Omit any picture, and return the remaining data exactly as written.

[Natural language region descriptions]

★ ★ ★

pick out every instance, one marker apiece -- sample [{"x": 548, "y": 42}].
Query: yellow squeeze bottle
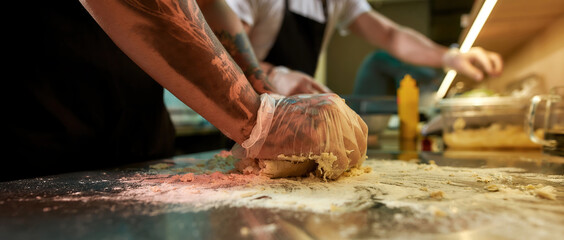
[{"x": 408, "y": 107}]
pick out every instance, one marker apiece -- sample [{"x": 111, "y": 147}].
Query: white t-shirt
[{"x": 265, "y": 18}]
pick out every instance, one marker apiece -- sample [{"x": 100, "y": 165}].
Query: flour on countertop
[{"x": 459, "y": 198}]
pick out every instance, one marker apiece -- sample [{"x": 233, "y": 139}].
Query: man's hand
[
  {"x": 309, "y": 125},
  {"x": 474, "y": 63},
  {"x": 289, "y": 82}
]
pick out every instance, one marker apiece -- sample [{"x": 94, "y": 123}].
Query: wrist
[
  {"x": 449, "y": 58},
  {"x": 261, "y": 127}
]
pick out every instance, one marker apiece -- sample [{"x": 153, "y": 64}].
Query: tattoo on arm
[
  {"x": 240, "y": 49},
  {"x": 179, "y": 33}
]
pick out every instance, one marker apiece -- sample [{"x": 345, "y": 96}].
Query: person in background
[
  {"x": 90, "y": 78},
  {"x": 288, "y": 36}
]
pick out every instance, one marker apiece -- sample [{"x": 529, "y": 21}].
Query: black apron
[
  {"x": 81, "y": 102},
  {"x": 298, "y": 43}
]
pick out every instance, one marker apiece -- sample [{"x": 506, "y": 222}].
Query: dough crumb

★ ★ ★

> _ANSWER SPACE_
pick out every instance, one marker apiece -- sample [{"x": 548, "y": 42}].
Query: yellow squeeze bottle
[{"x": 408, "y": 107}]
pick out every instance, one marker apiece -- sample [{"x": 111, "y": 147}].
Query: white t-shirt
[{"x": 265, "y": 18}]
pick out every instance, one marker apiece -- sample [{"x": 100, "y": 165}].
Query: flour on countertop
[{"x": 459, "y": 198}]
pick out every instance, one marker apiece -- sample [{"x": 233, "y": 139}].
Query: man's hand
[
  {"x": 309, "y": 125},
  {"x": 474, "y": 63},
  {"x": 289, "y": 82}
]
pick out every instance, one marker apiece -- sample [{"x": 94, "y": 123}].
Query: wrist
[
  {"x": 449, "y": 58},
  {"x": 261, "y": 127}
]
pick out every instance, one marker apiece -- sample [{"x": 153, "y": 64}].
Query: tattoo on arm
[
  {"x": 240, "y": 49},
  {"x": 179, "y": 33}
]
pick out every instance, one marker apiece -- sample [{"x": 345, "y": 96}].
Query: person in background
[
  {"x": 90, "y": 78},
  {"x": 288, "y": 36}
]
pick out every instance, one marker apiece -- sample [{"x": 529, "y": 21}].
Query: black apron
[
  {"x": 81, "y": 102},
  {"x": 298, "y": 43}
]
pick out every instance, one marker apiece -- sample [{"x": 506, "y": 222}].
Query: dough crumb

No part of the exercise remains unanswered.